Given records:
====================

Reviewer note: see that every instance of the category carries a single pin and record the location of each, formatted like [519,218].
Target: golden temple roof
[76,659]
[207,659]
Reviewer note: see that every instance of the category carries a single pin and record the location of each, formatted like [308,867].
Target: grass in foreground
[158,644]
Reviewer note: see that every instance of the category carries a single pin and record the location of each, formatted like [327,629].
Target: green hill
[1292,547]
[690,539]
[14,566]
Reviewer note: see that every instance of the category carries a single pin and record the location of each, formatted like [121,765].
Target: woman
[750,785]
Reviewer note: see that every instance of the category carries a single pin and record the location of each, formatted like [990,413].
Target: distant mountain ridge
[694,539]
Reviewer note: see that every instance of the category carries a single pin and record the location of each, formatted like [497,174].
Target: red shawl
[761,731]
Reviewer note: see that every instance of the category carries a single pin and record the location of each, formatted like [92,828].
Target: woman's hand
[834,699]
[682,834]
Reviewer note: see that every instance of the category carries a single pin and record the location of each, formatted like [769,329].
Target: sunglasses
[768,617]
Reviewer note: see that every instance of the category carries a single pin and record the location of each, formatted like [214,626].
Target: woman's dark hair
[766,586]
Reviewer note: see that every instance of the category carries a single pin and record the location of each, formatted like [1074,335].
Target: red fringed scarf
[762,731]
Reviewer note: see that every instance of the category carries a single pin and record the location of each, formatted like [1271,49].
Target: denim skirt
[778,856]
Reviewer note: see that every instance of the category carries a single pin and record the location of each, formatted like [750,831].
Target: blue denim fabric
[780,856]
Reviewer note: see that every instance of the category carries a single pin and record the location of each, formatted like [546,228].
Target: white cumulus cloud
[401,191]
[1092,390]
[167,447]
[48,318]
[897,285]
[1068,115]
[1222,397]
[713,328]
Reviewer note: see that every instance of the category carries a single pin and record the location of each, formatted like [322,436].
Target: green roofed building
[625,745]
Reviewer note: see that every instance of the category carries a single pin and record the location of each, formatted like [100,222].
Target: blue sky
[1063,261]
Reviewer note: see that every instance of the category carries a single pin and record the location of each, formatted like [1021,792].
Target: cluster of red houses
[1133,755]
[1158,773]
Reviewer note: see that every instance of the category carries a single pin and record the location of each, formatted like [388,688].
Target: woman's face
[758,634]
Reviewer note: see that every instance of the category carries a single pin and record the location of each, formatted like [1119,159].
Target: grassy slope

====================

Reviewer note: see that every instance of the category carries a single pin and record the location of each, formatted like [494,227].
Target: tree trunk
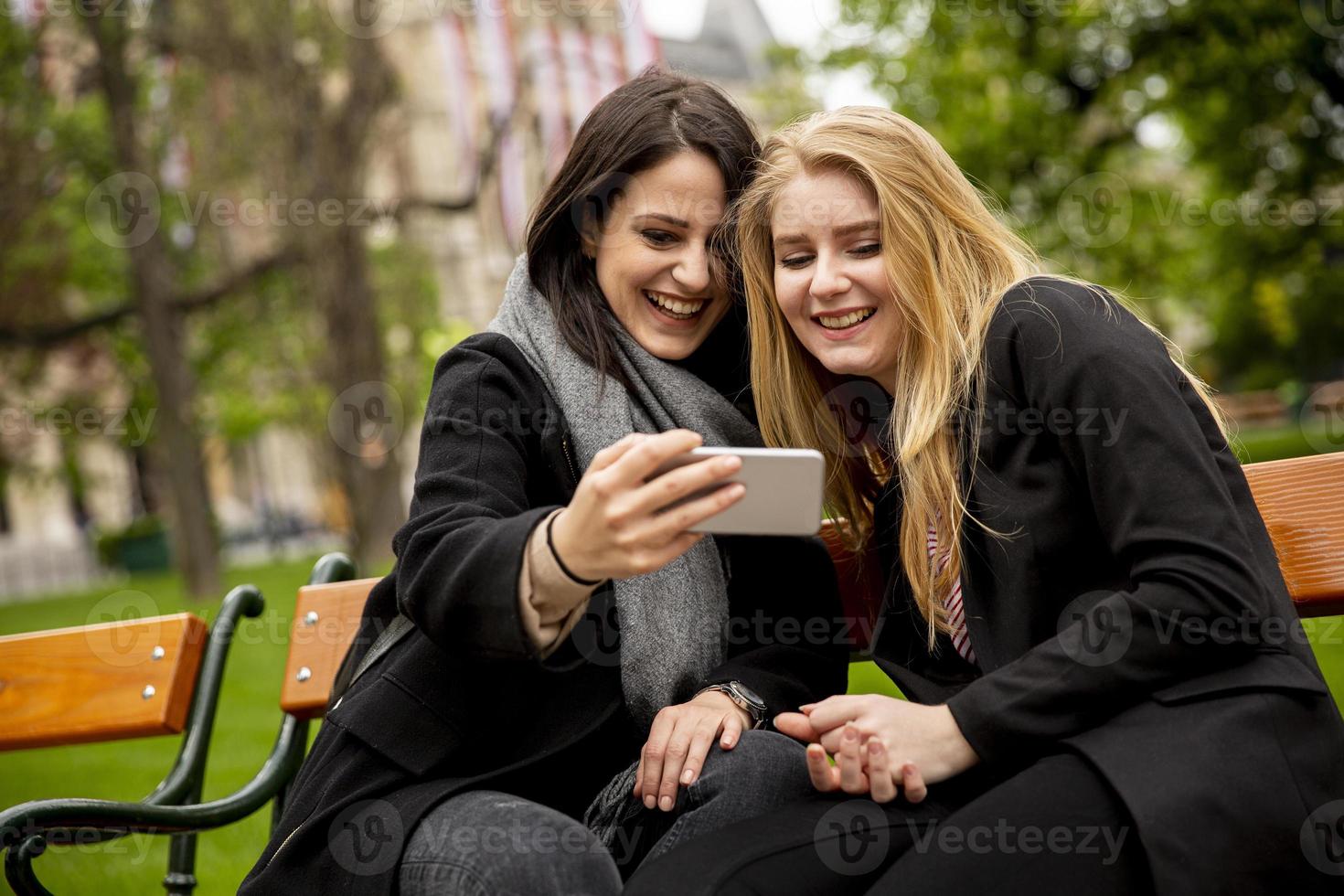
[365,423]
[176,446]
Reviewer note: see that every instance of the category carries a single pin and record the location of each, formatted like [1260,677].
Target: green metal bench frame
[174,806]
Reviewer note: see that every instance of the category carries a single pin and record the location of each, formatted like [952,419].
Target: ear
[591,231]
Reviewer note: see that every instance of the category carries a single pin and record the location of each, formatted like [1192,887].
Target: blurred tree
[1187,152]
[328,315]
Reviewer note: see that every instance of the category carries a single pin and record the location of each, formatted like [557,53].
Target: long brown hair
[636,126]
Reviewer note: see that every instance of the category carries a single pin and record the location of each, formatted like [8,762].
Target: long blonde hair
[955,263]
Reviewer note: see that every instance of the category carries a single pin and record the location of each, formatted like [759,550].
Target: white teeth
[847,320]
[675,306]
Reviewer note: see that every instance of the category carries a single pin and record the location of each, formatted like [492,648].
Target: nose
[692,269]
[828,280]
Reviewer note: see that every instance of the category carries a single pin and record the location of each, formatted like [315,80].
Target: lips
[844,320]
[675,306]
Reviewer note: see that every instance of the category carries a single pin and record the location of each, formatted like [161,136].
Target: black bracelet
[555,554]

====================

Exercise prompt: Retype the rows from the line containing "formatted like [1119,159]." through the line containing "Target: grassy slope", character for character.

Solution below:
Reviewer note: see that every instance of the category carries a single pin and record the location of each, formatted like [1119,159].
Target: grassy slope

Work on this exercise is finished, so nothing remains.